Copy each line of the entries below that contains the string "rocky".

*INPUT DATA:*
- - - - -

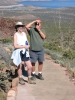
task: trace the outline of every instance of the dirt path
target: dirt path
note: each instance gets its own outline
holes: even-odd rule
[[[62,67],[45,60],[43,68],[45,80],[36,79],[35,85],[27,82],[24,86],[19,85],[16,100],[75,100],[75,85],[65,74]],[[27,77],[24,78],[27,80]]]

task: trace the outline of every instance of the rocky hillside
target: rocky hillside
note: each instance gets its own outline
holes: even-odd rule
[[[14,25],[16,20],[10,18],[0,18],[0,39],[12,36],[14,34]]]

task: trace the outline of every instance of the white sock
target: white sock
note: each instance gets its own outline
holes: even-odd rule
[[[34,72],[32,72],[32,74],[35,74],[35,71],[34,71]]]
[[[42,74],[42,72],[38,72],[38,73]]]

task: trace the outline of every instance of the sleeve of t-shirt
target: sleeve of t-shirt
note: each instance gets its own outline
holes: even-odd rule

- - - - -

*ANSWER FOR THIS EXERCISE:*
task: trace the outline of every instance of the rocky hillside
target: rocky hillside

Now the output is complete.